WHAT THE EXERCISE ASKS: Convert the lines of the listing starting at the line that contains "output [[330, 181]]." and ending at the line that contains "[[140, 7], [33, 163], [52, 174]]" into a JSON list of strings, one string per line, leaving out any blank lines.

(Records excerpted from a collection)
● ● ● ● ●
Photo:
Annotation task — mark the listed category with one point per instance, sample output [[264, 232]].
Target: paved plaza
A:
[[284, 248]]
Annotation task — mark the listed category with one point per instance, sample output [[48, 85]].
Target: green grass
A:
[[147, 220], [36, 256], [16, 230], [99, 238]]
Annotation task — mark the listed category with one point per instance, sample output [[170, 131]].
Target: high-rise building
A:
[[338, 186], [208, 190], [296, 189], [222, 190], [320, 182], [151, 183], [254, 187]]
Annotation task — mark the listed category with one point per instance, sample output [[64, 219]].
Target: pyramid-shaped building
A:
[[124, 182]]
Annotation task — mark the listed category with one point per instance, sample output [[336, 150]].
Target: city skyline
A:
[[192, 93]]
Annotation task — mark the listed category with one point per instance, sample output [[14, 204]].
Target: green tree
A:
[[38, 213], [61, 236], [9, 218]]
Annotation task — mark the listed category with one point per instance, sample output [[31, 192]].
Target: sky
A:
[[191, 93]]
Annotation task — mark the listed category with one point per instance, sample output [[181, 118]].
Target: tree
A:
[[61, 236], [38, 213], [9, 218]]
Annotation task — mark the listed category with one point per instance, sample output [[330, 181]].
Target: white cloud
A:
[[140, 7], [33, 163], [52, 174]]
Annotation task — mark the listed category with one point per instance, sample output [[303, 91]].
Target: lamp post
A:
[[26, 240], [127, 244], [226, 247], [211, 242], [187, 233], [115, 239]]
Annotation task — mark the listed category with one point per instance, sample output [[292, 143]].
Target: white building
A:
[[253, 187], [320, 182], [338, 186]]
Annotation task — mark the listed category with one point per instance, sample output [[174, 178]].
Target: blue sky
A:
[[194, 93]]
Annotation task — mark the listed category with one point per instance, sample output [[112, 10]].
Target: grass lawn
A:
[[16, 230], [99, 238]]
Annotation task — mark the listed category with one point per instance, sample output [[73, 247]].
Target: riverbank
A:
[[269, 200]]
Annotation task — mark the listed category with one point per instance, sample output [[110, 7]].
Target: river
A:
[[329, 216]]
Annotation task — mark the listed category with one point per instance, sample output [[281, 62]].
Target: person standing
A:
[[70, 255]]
● ● ● ● ●
WRITTEN ANSWER:
[
  "Annotation task — mark the listed category with one point per instance, sample output [[330, 181]].",
  "Target: white cloud",
  "A:",
  "[[140, 7], [33, 163], [52, 174]]"
]